Tuesday, 4 December 2007

The empire on which the sun never rises

Trade Me. I remember why I stopped listing items a while ago. It was because I was getting annoyed with people asking silly questions and expecting bargain basement prices so they could sell stuff on at their boutique stores. And being slack about payment. But most of all it was because of the shocking lack of interest my GLORIOUS 1970s gear received. Things are moving slowly at present, much as in every other aspect of my life. Everything is so utterly depressing. All my friends moving away. All 3 of them that is. Living with younger flatmates who are already more confident and able than I ever will be, or perhaps that is the advantage of not yet realising how futile it all is. Undiplomatic as it is, I often wish my parents had been sterilised. How fortunate I am to have been born in an era with unprecedented opportunities to moan. Online, I could vlog, blog or podcast my own special blend of disgruntlement. The jury is out on whether that is any better or worse than using online resources to create wish-fulfilment fiction. I guess before the internet people had moaning hotlines, before that Party lines, and maybe before that they clustered around the radio listening to someone moaning. Lord Haw Haw perhaps. The creative might have tried a few 12 bar blues. Still earlier and they could just libel each other in the paper; what fantastic fun that must have been!

Location identification entries
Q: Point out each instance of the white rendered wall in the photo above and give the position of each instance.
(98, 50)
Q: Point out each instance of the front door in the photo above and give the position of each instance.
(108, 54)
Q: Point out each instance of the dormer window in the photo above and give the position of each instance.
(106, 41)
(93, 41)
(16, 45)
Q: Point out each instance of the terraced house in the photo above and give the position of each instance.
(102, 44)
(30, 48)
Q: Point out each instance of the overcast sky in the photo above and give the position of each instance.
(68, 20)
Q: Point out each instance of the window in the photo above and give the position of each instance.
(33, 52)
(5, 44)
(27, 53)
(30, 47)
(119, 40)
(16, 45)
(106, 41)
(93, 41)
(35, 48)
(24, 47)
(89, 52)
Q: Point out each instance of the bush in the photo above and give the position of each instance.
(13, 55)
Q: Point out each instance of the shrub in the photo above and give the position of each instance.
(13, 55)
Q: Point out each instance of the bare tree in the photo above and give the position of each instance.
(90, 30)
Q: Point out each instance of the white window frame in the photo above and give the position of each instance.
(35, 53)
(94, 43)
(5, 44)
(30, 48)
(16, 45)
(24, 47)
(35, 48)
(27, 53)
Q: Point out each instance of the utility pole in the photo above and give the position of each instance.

...

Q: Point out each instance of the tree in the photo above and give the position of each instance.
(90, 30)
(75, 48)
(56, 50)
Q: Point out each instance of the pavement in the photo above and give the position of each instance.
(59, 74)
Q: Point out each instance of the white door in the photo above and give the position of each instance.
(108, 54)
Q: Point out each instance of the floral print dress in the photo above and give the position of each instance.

- **Task set**:
**A.** In the Trade Me blog post, how many friends does the writer say are moving away?
**B.** Extend the Trade Me blog post past its final sentence, keeping its voice.
The rows above are standalone material with no connection to the Trade Me blog post.

- **Answers to the exercise**:
**A.** Three.

**B.**
Maybe I need a diversion off-line. One that I can manage even though the early starts I am enduring just compounds my bad moods. So, how about bringing back coded messages in the personals columns in the ODT. The thrill of trying to break the code and get the gossip will liven up my days no end. I may live vicariously because lord knows nothing ever happens to me, except the occasional shouted insult enlivening my walk home. That's usually someone driving by. I can generally hold in my pedestrian rage even in the face of bad Dunedin driving.
Presumably driving in larger cities is of a higher standard than that in Dunedin, so that is one reason to try to get out of here. But then, wouldn't I just be moving to become even more boring and insignificant elsewhere? Is it possible? Could I be more of a depresso hermit than I already am? It's this kind of thought that makes me wish I could be part of a colonising power. Can't make it at home? Go and be superior to another race even while you don't measure up to your own society.

4 comments:

Kura said...

I often wish somone would just tell me what I should be doing with my life. it would be so much simpler. That's why I am going to tell you what I think - no - what I know you should be doing. Trust me.
You should be writing a novel, my dear. A kind of Dunedin "Bright lights, big city" novel.

And if that doesn't work out, perhaps you will consider waiting with me for the next recruitment of writers for SHortland Street.

But I'm serious. Go write a book. Start NOW.

M said...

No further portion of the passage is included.